##### The data #####

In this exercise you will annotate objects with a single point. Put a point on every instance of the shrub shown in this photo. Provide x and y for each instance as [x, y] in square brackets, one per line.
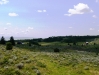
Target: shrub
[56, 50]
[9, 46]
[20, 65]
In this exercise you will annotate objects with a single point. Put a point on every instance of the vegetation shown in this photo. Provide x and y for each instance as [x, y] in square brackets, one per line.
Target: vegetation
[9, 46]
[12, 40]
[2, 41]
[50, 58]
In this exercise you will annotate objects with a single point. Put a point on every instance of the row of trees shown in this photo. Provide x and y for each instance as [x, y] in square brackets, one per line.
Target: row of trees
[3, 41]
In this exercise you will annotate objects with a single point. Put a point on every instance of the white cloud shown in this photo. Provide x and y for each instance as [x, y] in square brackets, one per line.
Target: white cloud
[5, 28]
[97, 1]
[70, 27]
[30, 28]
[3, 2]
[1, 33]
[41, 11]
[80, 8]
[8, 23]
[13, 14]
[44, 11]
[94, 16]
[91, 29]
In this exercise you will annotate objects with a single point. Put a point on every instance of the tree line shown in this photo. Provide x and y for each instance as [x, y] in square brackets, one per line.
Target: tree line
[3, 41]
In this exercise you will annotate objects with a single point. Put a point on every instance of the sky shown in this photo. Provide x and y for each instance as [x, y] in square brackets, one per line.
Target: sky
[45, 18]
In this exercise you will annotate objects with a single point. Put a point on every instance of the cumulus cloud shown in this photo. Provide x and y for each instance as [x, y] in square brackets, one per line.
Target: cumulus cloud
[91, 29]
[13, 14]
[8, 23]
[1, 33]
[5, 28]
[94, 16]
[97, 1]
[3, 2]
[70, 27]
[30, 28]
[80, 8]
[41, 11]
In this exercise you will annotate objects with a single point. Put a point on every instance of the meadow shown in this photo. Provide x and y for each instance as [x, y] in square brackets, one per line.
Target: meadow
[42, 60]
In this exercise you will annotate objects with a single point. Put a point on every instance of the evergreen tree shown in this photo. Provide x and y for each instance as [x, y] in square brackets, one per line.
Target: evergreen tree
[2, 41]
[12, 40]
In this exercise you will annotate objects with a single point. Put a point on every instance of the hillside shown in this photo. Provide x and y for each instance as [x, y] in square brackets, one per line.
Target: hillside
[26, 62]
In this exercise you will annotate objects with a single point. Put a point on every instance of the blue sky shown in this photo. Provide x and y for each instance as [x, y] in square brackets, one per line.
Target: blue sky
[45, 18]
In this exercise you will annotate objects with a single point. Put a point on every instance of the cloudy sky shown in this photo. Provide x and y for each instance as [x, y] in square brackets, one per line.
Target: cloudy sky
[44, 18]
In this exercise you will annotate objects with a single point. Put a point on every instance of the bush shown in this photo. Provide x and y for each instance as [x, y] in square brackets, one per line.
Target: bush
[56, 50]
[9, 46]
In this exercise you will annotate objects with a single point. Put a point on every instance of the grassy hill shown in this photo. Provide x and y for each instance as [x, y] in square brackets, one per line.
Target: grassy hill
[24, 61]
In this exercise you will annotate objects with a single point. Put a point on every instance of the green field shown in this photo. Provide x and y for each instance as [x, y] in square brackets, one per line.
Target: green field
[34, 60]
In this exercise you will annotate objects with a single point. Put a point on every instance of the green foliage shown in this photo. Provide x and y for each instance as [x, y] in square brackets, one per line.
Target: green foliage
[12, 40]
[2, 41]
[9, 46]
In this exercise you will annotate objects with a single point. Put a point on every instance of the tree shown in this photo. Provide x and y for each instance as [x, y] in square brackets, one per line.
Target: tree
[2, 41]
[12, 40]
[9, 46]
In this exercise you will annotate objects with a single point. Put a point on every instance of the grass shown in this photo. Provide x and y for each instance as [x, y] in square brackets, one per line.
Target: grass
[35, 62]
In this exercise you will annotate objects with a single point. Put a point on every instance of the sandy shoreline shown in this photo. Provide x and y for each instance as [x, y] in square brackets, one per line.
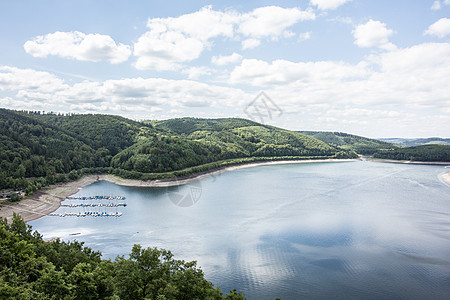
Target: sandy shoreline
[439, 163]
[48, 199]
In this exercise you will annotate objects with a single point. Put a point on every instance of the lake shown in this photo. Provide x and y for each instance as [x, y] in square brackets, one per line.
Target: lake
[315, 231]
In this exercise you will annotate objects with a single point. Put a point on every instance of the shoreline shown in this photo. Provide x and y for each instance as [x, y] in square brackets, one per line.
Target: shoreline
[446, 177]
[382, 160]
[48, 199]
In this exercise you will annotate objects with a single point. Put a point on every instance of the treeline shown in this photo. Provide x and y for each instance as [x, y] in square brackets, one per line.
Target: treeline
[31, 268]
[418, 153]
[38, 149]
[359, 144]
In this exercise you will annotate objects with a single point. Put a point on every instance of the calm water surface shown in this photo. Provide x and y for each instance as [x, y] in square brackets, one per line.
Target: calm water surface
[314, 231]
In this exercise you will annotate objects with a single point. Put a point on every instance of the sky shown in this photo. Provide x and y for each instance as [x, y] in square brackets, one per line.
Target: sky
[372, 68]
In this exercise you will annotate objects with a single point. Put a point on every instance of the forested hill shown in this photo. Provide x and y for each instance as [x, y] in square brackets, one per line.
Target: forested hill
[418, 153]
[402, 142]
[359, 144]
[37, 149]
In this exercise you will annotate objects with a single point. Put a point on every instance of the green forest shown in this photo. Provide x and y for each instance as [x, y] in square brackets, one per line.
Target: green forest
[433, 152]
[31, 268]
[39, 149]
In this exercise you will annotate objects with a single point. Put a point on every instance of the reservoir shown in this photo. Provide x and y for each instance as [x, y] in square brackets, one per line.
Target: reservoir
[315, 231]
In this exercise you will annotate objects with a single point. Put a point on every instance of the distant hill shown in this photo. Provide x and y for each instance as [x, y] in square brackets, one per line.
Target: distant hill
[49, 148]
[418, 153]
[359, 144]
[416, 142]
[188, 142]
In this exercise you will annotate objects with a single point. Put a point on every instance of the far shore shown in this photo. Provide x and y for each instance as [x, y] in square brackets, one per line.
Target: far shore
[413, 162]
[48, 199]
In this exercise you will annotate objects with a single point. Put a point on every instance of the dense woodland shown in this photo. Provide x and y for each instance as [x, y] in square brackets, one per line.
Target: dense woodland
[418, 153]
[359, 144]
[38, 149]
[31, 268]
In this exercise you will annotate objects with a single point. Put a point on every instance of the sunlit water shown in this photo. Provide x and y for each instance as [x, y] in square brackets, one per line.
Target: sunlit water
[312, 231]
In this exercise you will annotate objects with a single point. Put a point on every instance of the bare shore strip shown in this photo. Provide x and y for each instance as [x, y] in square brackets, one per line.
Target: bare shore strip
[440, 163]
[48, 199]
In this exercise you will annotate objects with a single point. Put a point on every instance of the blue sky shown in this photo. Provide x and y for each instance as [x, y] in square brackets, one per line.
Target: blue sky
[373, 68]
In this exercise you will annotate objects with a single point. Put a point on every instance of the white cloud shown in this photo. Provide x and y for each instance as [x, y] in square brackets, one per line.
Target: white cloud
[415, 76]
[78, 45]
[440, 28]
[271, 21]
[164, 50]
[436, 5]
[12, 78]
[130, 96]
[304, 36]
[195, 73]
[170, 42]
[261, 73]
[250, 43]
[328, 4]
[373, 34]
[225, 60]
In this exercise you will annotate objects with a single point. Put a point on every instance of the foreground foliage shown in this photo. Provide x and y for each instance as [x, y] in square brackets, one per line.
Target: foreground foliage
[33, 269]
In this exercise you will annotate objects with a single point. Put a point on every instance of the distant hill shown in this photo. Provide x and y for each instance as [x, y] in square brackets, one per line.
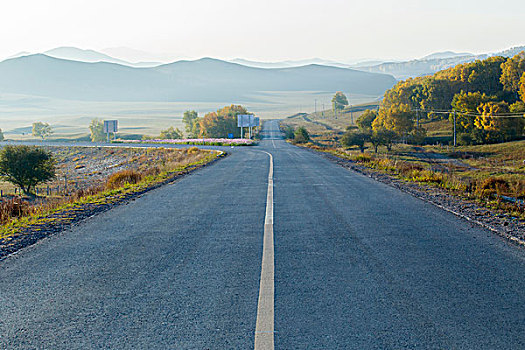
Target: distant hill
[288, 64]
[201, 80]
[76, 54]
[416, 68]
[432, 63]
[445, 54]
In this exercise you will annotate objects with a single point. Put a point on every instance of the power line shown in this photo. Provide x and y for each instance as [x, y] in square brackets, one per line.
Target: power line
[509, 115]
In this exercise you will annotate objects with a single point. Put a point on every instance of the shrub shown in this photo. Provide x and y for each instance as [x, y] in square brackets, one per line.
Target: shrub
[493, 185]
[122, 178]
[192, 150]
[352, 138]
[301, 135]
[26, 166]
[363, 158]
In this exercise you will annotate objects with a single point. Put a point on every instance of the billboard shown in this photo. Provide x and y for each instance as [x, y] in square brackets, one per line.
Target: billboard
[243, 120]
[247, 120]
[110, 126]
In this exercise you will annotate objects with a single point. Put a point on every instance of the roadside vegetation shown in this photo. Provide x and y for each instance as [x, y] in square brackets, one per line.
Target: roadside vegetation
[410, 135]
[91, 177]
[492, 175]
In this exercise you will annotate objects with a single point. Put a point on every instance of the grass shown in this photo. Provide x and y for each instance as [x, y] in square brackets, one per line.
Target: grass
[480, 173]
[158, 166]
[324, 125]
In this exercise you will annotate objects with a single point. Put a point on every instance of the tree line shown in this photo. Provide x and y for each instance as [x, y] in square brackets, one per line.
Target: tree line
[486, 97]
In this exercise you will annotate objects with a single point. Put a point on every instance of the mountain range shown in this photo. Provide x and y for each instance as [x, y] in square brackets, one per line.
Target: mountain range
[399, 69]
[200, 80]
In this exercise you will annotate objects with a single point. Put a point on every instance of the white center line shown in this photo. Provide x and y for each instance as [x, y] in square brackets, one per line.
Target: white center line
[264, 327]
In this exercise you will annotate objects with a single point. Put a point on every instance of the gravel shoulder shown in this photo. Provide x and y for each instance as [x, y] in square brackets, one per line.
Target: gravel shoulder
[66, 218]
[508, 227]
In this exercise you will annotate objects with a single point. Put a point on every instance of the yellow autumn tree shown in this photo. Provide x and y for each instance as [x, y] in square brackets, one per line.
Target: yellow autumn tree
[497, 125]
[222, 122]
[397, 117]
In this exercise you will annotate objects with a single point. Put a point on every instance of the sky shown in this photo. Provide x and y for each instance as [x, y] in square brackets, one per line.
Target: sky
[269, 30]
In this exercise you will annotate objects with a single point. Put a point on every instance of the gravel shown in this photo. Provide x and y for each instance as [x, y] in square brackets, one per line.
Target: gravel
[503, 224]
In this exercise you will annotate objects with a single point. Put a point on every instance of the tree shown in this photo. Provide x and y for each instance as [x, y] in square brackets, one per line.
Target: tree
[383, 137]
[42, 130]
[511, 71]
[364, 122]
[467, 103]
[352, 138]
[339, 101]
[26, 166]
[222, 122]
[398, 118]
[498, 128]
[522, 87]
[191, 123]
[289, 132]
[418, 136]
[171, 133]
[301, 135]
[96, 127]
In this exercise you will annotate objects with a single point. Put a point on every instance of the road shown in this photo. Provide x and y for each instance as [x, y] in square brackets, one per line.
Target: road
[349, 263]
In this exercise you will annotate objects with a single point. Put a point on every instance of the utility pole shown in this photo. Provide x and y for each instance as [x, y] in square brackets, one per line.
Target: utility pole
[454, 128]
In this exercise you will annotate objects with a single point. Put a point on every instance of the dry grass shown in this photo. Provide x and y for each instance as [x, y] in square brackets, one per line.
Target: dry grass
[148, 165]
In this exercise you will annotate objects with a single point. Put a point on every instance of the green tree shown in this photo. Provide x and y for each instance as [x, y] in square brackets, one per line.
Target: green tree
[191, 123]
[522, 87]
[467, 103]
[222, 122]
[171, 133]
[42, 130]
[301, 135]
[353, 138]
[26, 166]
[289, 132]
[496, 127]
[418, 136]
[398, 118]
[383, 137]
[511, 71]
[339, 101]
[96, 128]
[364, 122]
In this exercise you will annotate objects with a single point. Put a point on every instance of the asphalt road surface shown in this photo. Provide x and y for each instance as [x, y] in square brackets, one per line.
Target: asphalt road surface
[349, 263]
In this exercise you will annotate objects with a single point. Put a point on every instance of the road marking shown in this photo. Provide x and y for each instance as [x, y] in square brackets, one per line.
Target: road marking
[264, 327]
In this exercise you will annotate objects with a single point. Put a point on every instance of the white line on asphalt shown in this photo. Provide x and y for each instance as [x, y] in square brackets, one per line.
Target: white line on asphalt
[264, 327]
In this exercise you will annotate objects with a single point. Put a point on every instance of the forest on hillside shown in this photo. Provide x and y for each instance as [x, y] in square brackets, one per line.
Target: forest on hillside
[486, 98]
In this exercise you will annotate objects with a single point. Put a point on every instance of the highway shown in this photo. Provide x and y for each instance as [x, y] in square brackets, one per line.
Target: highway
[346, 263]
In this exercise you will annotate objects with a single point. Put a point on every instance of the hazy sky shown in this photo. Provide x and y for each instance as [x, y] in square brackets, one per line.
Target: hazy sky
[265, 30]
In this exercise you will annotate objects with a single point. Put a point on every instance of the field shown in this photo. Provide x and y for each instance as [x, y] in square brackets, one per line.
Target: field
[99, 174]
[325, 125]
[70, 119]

#####

**What you should do:** Reproduce, exactly and with nothing added, the lines from the one that includes "the forest on" through the last line of the material.

**Expected answer:**
In this exercise you will annotate objects with a single point. Put a point on every instance of the forest on hillside shown in this photo. Provide x and y for each instance as [x, y] in square brackets, one per line.
Target: forest on hillside
[486, 98]
In this exercise you will annotate objects with a single point. Put a point on every instance of the highway shown in this photo. Provide x and y for each instance as [x, y] in square brackets, one per line.
Target: highway
[346, 263]
In this exercise you will annotate objects with a single point. Put a point on every instance of the hazy sky shown in this photo. Provide x and y for each instance as [x, y] in square brackets, one per line.
Target: hazy sky
[265, 30]
In this exercise you will annotate objects with a single point. Put a point on every instance of the field shown in this photo. Provide x and y for each instance as [x, y] in square brackets, one per line.
Target: field
[99, 174]
[325, 125]
[70, 119]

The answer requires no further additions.